● **Your objective**:
Restate the entries word for word and skip every image.

● **Data to use**:
═══

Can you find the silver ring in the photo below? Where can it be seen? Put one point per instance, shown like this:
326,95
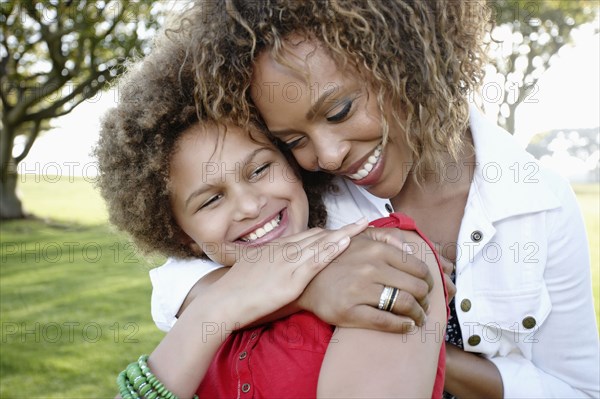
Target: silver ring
393,301
387,299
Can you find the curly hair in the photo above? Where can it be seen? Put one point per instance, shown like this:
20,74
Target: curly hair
421,56
138,139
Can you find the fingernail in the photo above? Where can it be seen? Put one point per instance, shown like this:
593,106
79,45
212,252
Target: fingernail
344,241
407,248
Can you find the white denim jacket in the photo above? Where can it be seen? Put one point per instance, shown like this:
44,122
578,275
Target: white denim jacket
524,297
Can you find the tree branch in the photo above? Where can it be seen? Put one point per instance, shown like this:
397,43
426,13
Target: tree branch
56,106
35,130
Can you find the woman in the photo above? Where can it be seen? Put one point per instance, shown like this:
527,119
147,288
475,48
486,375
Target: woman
376,92
191,187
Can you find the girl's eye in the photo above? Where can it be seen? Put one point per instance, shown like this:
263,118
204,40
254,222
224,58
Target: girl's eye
261,170
342,114
290,145
210,201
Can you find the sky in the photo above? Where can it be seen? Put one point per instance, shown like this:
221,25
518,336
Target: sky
568,97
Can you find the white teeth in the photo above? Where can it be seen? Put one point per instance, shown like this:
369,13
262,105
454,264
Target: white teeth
261,231
368,166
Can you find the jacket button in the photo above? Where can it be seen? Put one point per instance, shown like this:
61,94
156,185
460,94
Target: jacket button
474,340
465,305
529,322
476,236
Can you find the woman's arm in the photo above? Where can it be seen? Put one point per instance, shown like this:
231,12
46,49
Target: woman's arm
344,294
247,292
367,363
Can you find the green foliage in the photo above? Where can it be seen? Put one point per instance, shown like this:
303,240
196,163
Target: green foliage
55,55
527,37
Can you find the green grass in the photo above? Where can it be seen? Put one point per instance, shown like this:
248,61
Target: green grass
75,296
588,196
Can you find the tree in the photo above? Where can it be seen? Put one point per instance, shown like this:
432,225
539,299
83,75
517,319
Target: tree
526,40
55,54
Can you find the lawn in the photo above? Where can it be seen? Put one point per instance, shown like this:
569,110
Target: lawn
75,295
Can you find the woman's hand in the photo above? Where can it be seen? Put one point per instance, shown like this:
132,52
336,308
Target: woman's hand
270,276
347,292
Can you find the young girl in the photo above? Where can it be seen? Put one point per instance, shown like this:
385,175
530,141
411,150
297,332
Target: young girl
378,93
201,188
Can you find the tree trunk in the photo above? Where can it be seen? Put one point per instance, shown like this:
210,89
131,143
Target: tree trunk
509,123
10,204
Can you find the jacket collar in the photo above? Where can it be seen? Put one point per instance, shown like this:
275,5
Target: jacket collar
508,180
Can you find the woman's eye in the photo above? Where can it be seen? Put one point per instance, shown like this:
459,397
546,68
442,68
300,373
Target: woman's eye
210,201
342,114
261,170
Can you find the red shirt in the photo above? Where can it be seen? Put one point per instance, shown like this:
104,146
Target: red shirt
283,359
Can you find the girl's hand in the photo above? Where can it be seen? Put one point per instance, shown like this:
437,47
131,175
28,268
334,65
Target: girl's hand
347,292
270,276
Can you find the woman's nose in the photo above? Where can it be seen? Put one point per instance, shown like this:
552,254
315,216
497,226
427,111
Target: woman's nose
249,203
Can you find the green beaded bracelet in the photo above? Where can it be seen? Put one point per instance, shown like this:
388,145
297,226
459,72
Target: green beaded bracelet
137,381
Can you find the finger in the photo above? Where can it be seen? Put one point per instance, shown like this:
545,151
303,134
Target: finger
395,237
408,264
447,266
450,287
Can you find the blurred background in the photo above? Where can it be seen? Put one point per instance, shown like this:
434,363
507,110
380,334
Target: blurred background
75,294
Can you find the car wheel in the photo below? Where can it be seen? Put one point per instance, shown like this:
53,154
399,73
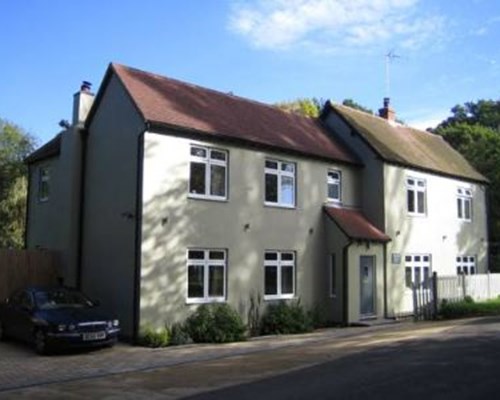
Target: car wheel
41,346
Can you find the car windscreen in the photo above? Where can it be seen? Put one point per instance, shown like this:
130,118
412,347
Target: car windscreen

═══

● **Answer box**:
Can you find the silver ring in the photo below? Where can it be seen? Put one point per instance, shown like this:
326,95
Target: silver ring
393,301
387,299
Can you find the curly hair in the photo above? Where can it be seen? Put one point per instance, shown like this:
20,74
Target: curly hair
421,56
138,139
Can you find the fingernail in the photo above? Where can it be seen? Put one point per instance, shown like this:
593,106
79,45
212,252
Target: fingernail
344,241
407,248
Can you find the white denim jacket in the photo above? Where can it be seen? Put one point per instance, shown like this:
44,122
578,275
Target: white denim jacket
524,297
Can you find the tree branch in the photo above? Where can it be seen? Put one point per instance, shown like this:
397,43
426,13
Target: tree branch
56,106
35,130
Can you find the woman in the photo above? Where can it be seen? Put one point per instance, shown like this:
527,119
147,288
475,48
486,375
Target: woman
376,92
191,187
Can you find the girl's eye in the photo above? Where can it be seen? Put one point per instance, shown like this:
263,118
204,40
254,222
224,58
Target: girl's eye
261,170
342,114
290,145
210,201
Can you find the sky in the photo above? Where can it be seen? Put one point per instance, shown like this:
221,25
518,336
Target: sky
568,97
Can you find the white teeth in the photo above? Where can it be seen? Put one point per instance, shown like this:
369,13
262,105
454,264
Target: white teeth
261,231
368,166
Can you find the jacket button in the photo above? Where can it be seen? Put one point per instance, shown like this:
61,94
156,185
460,94
Target: jacket button
474,340
465,305
529,322
476,236
Can you find the woman's arm in the photo above? Where can it be seen? Put one point per instance, shown like this:
231,12
46,49
Target: woman's arm
344,294
247,292
367,363
Can you find the green foliage in the photo above? Where can it be seen? Put one point per instance, shown like this:
303,240
196,163
Target: green foliage
55,55
527,37
Can you find the green grass in the photo above? Where can it be seen? Put one point per instance, shown like this:
248,61
Target: green grass
75,296
588,196
Can you find the tree in the photo above? Where can it be seen? Put one point per instance, shown like this:
432,225
539,299
83,75
517,319
Target: tree
526,40
55,54
Can you find the lawn in the photo above? Where can it be seen? Put one point per instance, shown like this:
569,110
Target: lawn
75,295
Can you find the woman's hand in the photo above? Where can it be seen? Put one point per instance, shown like this:
132,52
336,308
Target: woman's hand
270,276
347,292
Can you find the young girl in the photo above? Where can it be seen? Put one point per instance, shown like this:
385,175
530,141
411,150
297,332
Target: young girl
378,93
201,188
Can you find the tree trunk in the photo above? Where can it be seen? Put one point per instance, shown like this:
210,89
131,143
Target: tree trunk
509,123
10,204
Can you find the jacket collar in the photo above? Where can it be seen? Put one point per instance, shown like this:
275,5
Target: jacket collar
508,180
Can you find the woman's eye in the photo above? Where can it be seen? Put one point per instance, shown like this:
459,397
546,68
442,68
300,373
Target: woman's eye
210,201
342,114
261,170
Can you find the red shirt in the photo above? Where can it be seen? Put one point per instance, shown like this:
104,146
Target: red shirt
283,359
Can you find the girl's hand in the photo above? Where can it be seen? Put one point per instance, shown like this:
437,47
131,175
28,268
334,65
Target: girl's hand
347,292
270,276
Can you find the woman's nose in the photo above? Where can it be seen? Put one point per instance, shown like this:
552,254
315,216
497,226
427,111
Target: woman's nose
249,203
Can you find the green beaded bracelet in the photo above? Where can it be seen? Put one point per instance, shown like this:
388,145
297,226
459,72
Target: green beaded bracelet
137,381
Can you find the finger in the photo above? Where can it be seen? Put one point per instance, shown like this:
545,151
303,134
Target: finger
395,237
408,264
447,266
450,287
Can you find the blurred background in the photo above? Where can it be seen? Put one point per instance, shown like this:
434,363
507,110
380,334
Target: blurred background
75,294
Can you find the car wheel in the photo below? Where can it be seen? Put one point per instance, shown like this:
53,154
399,73
Target: car wheel
41,346
Can you find the car windscreen in the photo above? Where can it be seen? Put one point per instance, shown like this:
130,118
412,347
Target: car windscreen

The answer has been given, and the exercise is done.